**TASK INSTRUCTIONS**
The line containing "In this photo, point at the chisel, one" and every line after it, through the last, are to be extracted exactly; no other lines belong in the answer.

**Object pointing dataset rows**
>>>

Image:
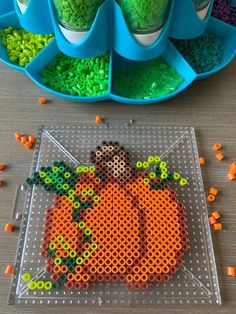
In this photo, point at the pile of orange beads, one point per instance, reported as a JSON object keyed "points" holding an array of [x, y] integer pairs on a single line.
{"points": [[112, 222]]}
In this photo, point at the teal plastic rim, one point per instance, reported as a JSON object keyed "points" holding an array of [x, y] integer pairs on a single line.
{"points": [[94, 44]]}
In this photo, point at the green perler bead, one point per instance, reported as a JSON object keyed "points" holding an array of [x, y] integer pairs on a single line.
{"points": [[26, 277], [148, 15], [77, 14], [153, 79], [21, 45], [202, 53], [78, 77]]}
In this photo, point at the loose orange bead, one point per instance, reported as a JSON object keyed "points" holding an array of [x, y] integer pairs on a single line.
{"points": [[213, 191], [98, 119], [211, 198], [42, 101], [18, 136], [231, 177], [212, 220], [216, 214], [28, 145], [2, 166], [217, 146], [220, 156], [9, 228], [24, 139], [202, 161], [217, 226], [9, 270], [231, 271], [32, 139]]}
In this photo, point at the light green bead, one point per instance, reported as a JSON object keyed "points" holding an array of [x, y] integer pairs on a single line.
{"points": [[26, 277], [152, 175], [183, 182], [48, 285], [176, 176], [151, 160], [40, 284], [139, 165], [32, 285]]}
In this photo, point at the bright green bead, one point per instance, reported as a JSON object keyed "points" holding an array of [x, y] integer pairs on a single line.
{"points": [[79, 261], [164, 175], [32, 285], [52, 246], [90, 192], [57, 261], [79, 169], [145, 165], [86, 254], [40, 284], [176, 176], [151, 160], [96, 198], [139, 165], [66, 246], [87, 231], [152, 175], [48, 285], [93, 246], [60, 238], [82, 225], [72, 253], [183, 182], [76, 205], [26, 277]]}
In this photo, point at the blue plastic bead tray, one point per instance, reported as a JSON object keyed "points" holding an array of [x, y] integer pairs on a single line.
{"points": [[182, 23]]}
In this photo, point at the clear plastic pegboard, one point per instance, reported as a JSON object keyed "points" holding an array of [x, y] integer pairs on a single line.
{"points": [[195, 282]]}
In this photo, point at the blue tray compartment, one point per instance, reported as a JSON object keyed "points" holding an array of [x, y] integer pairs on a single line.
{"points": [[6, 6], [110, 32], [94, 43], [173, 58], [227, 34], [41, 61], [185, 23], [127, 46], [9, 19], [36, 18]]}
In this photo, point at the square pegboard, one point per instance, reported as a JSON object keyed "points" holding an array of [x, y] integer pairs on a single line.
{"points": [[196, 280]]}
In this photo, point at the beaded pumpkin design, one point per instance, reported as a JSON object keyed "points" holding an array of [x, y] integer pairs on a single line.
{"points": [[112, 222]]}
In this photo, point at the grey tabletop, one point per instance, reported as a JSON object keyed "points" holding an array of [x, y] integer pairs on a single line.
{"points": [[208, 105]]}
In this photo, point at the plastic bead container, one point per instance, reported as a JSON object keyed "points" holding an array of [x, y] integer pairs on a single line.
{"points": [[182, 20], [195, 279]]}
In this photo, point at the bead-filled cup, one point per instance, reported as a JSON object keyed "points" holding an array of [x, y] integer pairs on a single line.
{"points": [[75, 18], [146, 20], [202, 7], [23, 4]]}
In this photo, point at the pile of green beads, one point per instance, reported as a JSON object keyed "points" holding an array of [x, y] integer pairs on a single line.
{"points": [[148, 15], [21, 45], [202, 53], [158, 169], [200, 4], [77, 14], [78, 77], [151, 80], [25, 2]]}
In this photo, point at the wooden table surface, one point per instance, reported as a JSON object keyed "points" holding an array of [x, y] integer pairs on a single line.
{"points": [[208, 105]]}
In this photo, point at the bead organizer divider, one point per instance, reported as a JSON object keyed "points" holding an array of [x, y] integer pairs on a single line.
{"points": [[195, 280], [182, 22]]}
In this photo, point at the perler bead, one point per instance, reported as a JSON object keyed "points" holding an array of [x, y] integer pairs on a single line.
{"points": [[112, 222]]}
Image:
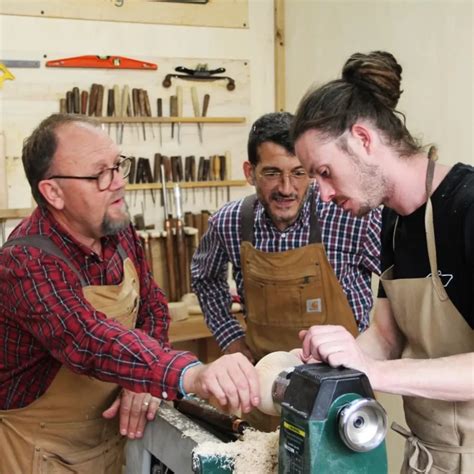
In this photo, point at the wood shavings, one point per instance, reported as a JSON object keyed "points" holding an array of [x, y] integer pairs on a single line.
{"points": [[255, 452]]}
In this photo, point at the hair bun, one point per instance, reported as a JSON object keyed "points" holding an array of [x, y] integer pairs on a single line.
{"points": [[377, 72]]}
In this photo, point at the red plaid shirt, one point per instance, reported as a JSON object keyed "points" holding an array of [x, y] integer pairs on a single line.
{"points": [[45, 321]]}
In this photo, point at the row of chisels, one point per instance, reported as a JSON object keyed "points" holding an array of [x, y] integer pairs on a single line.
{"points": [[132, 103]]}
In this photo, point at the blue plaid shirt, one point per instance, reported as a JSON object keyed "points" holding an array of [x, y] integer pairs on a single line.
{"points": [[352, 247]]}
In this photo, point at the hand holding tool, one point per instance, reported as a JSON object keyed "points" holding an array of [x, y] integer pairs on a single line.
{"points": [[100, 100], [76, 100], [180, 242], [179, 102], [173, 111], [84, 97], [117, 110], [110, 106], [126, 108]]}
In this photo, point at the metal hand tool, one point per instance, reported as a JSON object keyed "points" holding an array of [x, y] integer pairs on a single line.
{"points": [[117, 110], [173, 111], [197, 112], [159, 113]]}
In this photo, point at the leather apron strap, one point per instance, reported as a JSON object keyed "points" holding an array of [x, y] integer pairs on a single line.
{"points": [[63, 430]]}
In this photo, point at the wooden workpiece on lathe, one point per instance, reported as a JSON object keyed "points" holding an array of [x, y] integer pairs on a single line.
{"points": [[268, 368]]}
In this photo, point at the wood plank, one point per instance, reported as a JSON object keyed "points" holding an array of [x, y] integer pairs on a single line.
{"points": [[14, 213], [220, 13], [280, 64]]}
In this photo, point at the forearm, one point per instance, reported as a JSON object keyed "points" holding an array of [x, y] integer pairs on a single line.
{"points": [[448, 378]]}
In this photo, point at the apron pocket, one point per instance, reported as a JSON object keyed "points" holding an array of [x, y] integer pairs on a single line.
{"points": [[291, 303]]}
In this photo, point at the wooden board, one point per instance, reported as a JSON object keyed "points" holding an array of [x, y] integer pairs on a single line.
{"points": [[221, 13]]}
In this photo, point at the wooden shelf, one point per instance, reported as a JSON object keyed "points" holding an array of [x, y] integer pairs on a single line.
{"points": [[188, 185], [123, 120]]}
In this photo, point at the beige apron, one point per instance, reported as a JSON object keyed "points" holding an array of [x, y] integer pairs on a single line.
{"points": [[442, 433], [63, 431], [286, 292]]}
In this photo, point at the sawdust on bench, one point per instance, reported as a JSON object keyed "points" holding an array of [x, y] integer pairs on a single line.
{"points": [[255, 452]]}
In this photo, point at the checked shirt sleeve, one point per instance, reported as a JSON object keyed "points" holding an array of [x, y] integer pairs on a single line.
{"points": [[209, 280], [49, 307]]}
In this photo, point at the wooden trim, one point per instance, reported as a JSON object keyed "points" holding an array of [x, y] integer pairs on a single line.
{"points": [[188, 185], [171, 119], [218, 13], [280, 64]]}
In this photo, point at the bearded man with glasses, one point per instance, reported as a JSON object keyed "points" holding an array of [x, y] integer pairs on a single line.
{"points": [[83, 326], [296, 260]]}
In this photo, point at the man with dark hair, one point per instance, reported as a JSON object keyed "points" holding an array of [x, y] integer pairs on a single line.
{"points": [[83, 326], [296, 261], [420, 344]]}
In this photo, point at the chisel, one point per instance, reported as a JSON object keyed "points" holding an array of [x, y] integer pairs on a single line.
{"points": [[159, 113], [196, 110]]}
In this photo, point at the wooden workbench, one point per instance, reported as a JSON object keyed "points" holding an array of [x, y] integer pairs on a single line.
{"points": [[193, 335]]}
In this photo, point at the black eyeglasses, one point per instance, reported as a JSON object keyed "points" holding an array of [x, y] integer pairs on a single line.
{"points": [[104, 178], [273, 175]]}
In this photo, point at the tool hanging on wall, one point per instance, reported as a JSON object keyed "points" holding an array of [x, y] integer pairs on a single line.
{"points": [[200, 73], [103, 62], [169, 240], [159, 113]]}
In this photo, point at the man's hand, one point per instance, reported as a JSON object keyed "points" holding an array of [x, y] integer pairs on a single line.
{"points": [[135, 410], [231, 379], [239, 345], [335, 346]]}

<<<

**EXERCISE RESPONSE**
In this photo, point at the chisel, one point per instance, reported as a JSON object keyed "points" holding an array of [x, y] integer pairs on a single line.
{"points": [[159, 113], [196, 110]]}
In this photo, point at the wooden workbench, one point per instance, reported as a JSON object keyed "points" holding an array of [x, y] integer pairs on a single line.
{"points": [[193, 335]]}
In this photo, point at the black eyeglasses, one point per instance, reported as a JSON object keyed "points" holding an array of [x, y] integer pairs on a single line.
{"points": [[104, 178], [273, 175]]}
In this photo, point at the tool hanging on wall, one point per instance, reported as a JSON object keyed "points" holding an array of [x, y] integer pairs on a single line.
{"points": [[200, 73], [103, 62], [169, 240], [159, 113]]}
In this photo, point at the man's hand, one point per instance, reported as a JSON object keyed "points" holding an array of [x, y] integer pairs on a single line.
{"points": [[135, 410], [231, 379], [239, 345], [335, 346]]}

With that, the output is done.